» **PROBLEM TO SOLVE**: Please count the lines in the data below that contain the string "pile", treating uppercase and lowercase as different. Reply with the number alone.

Dataset items

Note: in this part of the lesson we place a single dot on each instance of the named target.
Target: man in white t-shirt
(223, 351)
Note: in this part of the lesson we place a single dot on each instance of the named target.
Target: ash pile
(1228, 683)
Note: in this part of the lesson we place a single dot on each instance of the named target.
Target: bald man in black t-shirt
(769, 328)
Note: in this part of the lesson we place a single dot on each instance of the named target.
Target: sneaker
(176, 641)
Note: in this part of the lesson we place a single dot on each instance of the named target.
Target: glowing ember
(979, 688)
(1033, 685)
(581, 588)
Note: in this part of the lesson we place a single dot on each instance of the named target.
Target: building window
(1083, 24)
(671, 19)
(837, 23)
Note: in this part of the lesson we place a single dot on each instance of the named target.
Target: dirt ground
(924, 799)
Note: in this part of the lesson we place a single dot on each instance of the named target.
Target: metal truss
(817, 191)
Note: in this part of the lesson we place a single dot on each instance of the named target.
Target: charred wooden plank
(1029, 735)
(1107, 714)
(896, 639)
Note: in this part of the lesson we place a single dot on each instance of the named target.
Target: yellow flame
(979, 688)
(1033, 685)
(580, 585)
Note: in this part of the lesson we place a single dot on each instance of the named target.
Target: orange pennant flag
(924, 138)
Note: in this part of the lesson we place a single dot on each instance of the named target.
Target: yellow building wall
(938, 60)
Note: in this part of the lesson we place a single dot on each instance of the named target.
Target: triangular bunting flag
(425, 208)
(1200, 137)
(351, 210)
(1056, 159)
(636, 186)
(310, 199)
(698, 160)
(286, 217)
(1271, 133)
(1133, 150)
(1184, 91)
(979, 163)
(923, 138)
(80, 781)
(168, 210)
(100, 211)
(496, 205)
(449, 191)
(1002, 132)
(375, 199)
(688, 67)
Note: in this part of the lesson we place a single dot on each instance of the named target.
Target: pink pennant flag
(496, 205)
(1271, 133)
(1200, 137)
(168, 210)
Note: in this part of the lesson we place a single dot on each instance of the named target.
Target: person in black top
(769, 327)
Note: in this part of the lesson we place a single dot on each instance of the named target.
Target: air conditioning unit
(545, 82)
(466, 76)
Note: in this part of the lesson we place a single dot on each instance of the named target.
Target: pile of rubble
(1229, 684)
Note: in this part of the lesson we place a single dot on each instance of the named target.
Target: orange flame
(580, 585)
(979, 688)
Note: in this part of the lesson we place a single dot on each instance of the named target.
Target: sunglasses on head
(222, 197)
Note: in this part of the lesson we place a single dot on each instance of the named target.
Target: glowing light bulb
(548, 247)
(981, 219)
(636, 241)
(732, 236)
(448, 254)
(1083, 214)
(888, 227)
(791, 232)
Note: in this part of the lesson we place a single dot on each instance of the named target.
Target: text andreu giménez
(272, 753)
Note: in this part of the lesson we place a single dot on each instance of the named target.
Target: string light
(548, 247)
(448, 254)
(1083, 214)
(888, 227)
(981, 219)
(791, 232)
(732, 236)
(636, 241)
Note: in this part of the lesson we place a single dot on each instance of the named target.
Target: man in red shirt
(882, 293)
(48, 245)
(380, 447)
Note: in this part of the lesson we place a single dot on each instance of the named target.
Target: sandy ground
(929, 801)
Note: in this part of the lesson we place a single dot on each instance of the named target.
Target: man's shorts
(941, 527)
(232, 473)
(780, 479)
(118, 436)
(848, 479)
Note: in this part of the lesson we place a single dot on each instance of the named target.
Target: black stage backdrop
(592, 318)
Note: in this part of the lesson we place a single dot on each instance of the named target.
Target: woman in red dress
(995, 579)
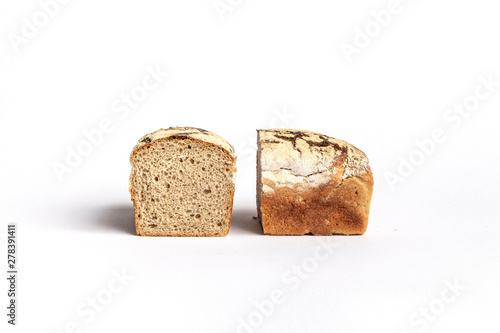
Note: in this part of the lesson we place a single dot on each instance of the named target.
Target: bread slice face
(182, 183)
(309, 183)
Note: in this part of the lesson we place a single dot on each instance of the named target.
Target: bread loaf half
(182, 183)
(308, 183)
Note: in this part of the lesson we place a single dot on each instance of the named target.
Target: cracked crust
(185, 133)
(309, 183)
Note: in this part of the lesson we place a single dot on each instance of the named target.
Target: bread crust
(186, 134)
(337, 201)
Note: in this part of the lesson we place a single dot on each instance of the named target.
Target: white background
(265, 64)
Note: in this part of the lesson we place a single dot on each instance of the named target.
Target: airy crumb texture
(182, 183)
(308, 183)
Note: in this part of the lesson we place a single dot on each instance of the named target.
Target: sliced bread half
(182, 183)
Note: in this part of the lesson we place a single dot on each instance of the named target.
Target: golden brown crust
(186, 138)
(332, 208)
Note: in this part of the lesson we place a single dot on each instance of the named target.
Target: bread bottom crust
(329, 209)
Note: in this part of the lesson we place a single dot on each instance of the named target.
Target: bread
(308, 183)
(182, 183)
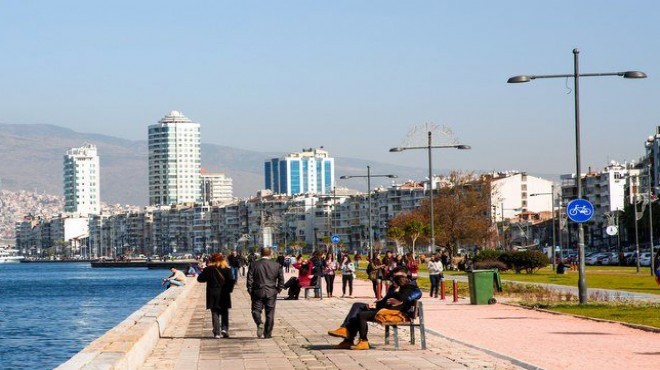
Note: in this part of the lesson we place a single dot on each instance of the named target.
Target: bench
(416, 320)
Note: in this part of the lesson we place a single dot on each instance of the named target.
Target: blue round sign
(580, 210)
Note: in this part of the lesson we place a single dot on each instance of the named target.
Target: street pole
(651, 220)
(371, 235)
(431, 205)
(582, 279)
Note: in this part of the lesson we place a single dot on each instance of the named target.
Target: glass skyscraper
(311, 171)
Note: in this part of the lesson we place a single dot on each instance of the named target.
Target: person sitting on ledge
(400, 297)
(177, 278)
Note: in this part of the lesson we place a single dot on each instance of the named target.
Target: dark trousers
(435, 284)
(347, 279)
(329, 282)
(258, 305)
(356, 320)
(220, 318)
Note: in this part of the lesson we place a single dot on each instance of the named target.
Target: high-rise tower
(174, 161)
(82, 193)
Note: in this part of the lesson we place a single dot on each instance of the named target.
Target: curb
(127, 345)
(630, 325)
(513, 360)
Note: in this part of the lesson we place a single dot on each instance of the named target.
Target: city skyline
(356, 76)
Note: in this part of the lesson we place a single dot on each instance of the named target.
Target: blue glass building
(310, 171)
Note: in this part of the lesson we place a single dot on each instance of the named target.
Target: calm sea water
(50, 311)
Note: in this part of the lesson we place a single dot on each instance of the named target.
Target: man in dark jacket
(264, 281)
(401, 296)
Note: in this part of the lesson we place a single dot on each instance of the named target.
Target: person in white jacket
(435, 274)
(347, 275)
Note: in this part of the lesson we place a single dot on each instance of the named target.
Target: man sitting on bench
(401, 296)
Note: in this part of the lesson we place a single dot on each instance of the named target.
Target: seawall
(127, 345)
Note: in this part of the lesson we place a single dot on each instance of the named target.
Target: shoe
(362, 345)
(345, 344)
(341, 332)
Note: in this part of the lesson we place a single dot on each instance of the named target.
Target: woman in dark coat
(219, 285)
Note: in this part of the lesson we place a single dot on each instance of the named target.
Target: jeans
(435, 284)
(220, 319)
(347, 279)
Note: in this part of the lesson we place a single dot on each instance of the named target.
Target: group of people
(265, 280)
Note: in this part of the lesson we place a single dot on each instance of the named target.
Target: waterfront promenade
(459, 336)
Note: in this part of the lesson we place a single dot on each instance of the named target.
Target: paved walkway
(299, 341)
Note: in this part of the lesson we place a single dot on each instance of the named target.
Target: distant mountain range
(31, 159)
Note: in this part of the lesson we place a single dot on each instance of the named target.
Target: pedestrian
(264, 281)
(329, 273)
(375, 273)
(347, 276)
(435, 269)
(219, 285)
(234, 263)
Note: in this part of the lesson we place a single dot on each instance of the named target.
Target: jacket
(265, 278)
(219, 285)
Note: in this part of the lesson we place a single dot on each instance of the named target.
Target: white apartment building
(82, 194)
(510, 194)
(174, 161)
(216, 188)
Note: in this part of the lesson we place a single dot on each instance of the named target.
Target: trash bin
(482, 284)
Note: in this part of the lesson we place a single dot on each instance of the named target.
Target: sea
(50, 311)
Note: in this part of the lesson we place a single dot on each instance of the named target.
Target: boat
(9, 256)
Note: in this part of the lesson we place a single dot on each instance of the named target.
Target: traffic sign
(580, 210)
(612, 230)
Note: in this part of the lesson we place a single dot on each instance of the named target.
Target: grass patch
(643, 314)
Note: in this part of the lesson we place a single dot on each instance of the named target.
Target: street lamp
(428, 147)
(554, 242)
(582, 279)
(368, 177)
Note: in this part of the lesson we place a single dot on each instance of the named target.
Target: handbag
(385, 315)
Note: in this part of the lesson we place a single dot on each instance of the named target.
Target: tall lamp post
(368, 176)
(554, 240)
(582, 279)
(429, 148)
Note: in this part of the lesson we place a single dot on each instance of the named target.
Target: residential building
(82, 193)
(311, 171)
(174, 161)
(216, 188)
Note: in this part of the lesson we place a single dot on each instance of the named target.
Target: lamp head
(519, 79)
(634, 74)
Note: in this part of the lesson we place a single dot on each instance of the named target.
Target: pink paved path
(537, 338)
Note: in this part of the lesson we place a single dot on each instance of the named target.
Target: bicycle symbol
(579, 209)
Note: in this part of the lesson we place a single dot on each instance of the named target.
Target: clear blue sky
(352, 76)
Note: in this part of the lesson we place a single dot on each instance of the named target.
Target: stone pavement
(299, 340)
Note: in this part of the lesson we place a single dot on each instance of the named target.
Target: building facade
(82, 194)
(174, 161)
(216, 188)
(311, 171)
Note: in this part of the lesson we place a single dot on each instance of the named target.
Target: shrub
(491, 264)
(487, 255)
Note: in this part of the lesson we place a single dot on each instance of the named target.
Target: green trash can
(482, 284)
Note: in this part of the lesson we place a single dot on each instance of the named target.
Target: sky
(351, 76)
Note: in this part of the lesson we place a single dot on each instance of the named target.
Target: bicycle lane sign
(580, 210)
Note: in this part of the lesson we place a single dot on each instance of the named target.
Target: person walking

» **FULL OUTPUT**: 2